| Description of the task |
Please carry on the passage about embedded compilers and debuggers, starting after its last sentence.

| Selection |

* Begin *

How many sections the compiler lets you generate is important. For complete flexibility, the compiler should let you generate an unlimited number of sections, including user-defined ones (see Figure 2). A good variety of standard sections should be provided, such as code, constants, strings, heap, stack, initialized, and uninitialized data. The compiler should not lump code and constants together in a single unwieldy section.

Figure 2. Embedded compilers must support precise segmentation of code and date into multiple sections.
Initialized data presents a particular challenge in a ROM-based system, because while the variables must reside in RAM, the values used to initialize the variables must be kept somewhere in ROM and copied over at system startup. A compiler and linker optimized for embedded systems should automate this process, including generating the appropriate start-up code.
While providing flexible segregation of code and data into different sections is a prerequisite for building an application that can reside in an embedded system, even more flexibility is often required. You may wish to separate the boot module from the rest of your application and place it in a separate ROM. This requires that the linker support the ability to split up sections so you can locate the boot modules in a different area of memory from the rest of your application code (see Figure 3).

Figure 3. An embedded linker should allow you to split up each section and locate individual models into discrete memory locations.
Debugging Your Application at the Source Level Once you have built your application for your target system, the next task is to verify that the application works, and remove any defects that are detected in this process. Since it's likely your application will be mostly written in C or C++ with a small amount of assembly language, it is very important that your debugger can handle both C/C++ and assembly language debugging.
A debugger should support three different modes:

C/C++ source level only
Mixed C/C++ and assembly language
Assembly language source level only
Mixed C/C++ and assembly language displays are very useful when debugging C/C++ code that includes in-line assembly code or calls to assembly language routines; otherwise you must laboriously correlate between the two. It is also needed when you have to track software-hardware interaction problems that initially manifest themselves as crashes in a C program. Such problems can only be detected at a very low level.
When looking at assembly language displays, another point to check is how much symbolic information is preserved from the original language source code. Being able to see local symbols, line numbers, labels, and unexpanded macros, significantly simplifies debugging. Since many debuggers use disassembly to generate assembly language displays, this information may not be available.
Before going into a detailed examination of all a debugger's features, you first need to determine how intuitive and easy to use the debugger is. Ease of use is to some extent a subjective issue. However, if you find that the most frequently used debugger commands require pulling down multiple menus or making multiple mouse clicks, it is likely the most powerful features will simply be too difficult to use. If common commands such as breakpoints or displaying memory are straightforward to use, you can proceed to take a closer look at the source-level debugging features to get a better picture of the debugger's underlying capabilities.
The debugger's ability to display complex data structures is important to investigate. The debugger should be able to display C structs or C++ classes in a well laid-out, easy-to-read manner. Enumerated types should be displayed using the user-defined value name rather than the representation generated by the compiler (for example, the compiler might translate red and blue into 0 and 1). Another feature to look for is whether the debugger automates traversing pointer-based dynamic data structures. This examines structures such as queues, linked lists, or trees, which are commonly used in C/C++ programs.

* End *

| Supplied data |
* Begin *

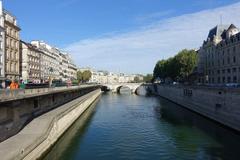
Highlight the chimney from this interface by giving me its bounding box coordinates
[0,0,3,16]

* End *

| Written response |
Another useful point to check is whether the debugger can display local variables, which are stack- or register-based. Preferably, you should be able to display a stack traceback, and easily expand each stack frame to look at any local variables of interest.
The final issue to verify is the level of functionality provided by the debugger when compiler optimization is enabled. If you cannot debug optimized code, you have a problem because your debugging and testing efforts are no longer focused on the final application code. Since embedded systems have to be highly reliable, this is not a desirable situation.
Debugging Your Application in an Embedded Target To debug your software in an embedded target, you will need to connect to your target. Several different technologies are available to help debug target-resident software. In this section, the different merits of each embedded debugging technique will be discussed to help you determine the best mix of tools for debugging your application.
The most cost-effective solution for a team of engineers is likely to be a mix of tools. Therefore, it is highly desirable that any source-level debugger you purchase works with a variety of different cross-debugging tools. Otherwise, you may end up having to learn multiple debuggers.
Five different ways of debugging software in an embedded systems will be discussed:

Software monitor
Background debug mode connection
ROM emulator
In-circuit emulators
Logic analyzers
Because microprocessors are including an increasing amount of debugging capability on-chip, the distinction between the capabilities offered by each of these technologies is becoming blurred. Therefore, it's important not to make many assumptions about a particular product or technology. However, the sections below give you a general overview of the relative benefits of each technology.
Software Monitor The lowest cost technology to connect to an embedded target is a software monitor (often referred to as a ROM monitor). Software monitors require some target memory resources in which the monitor and its drivers reside. They also require the presence of an I/O port, such as ethernet or serial port, to communicate between the host computer, where the source-level debugger resides, and the embedded target. Since the software monitor runs on the target processor, it must also steal CPU cycles to process debugger commands. A final requirement is that any application code in which you wish to set breakpoints must reside in RAM, because the monitor has to patch software interrupts into the code to stop the application and gain control of the processor.
Software monitors provide a good solution for non-real-time cross-debugging. You can download code or commands, and start and stop target execution. This enables you to perform many basic debugger functions such as setting breakpoints, single-stepping, or examining memory.
A very important point to check when purchasing a software monitor is the driver and board support. Before you can use a monitor-based debugging solution, you must first bring up the monitor on your board. If you are using an off- the-shelf VME, embedded PC, or evaluation board, the vendor should be able to provide a board support package that allows you to immediately bring up the monitor and connect to a host computer. If you have a custom board, it is helpful if the vendor can provide a working sample device driver for the communication device on your board, and some sample initialization code. Otherwise, it can take you time to bring up the initial connection.
A number of processors, for example the 386 and i960, support debug registers that a software monitor can use. These registers enable a monitor to set breakpoints on reads and writes to variables or on code in ROM--features usually associated with an emulator.
Background Debug Mode Background Debug Mode (BDM) is an on-chip debug monitor provided by members of Motorola's CPU32 and CPU32+ families (68340, 68360, and 68332). Comparable debugging capabilities are being introduced on the PowerPC and ColdFire processor families as well.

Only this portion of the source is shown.